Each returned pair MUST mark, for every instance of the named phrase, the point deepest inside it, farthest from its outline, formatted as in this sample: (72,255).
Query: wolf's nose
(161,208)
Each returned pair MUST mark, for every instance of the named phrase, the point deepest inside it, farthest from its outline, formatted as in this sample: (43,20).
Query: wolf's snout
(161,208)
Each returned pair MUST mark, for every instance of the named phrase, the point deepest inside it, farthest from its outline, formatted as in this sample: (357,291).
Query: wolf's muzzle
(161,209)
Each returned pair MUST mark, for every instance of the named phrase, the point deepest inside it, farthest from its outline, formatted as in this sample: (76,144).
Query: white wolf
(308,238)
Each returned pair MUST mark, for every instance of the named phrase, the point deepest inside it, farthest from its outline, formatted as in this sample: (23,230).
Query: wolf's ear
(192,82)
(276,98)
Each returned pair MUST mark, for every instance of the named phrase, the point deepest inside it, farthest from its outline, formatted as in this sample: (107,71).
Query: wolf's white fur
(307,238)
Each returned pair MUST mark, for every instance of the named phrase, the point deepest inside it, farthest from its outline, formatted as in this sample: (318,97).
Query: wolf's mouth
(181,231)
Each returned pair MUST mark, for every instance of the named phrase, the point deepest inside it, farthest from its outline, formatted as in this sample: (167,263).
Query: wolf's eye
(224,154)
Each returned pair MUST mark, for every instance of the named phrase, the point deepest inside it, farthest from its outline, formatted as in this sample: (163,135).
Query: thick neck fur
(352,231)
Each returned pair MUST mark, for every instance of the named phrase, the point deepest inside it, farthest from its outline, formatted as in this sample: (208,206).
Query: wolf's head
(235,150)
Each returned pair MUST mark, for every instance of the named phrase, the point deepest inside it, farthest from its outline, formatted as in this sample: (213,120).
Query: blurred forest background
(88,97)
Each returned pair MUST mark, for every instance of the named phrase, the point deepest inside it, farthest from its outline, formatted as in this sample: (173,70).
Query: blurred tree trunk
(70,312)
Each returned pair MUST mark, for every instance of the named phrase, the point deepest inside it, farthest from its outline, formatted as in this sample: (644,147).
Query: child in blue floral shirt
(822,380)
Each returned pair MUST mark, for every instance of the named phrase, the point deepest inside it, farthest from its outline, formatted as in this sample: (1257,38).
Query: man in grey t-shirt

=====

## PROBLEM DESCRIPTION:
Begin at the line containing "this sample: (213,120)." and reproduce each line through the end of the records above.

## ANSWER TO THE PROBLEM:
Each returned pair MUST mark, for every instance of the named phrase, the point deepest inside it, farthest from its outline, formatted as in this sample: (213,120).
Query: blurred forest background
(88,97)
Each returned pair MUST mark, for every instance of the named phrase, the point deepest inside it, farthest from its outline, formatted as in this sample: (173,70).
Query: blurred tree trunk
(70,312)
Each returned pair MUST mark, for every instance of the named phrase, the point deepest inside it, farthest from its outline, formatted as in this sample: (644,147).
Query: child in blue floral shirt
(822,380)
Each returned pair MUST mark, for every instance of the named phrase, the point deepest inside it, farthest from its outline, formatted as in this sample: (1257,38).
Query: man in grey t-shirt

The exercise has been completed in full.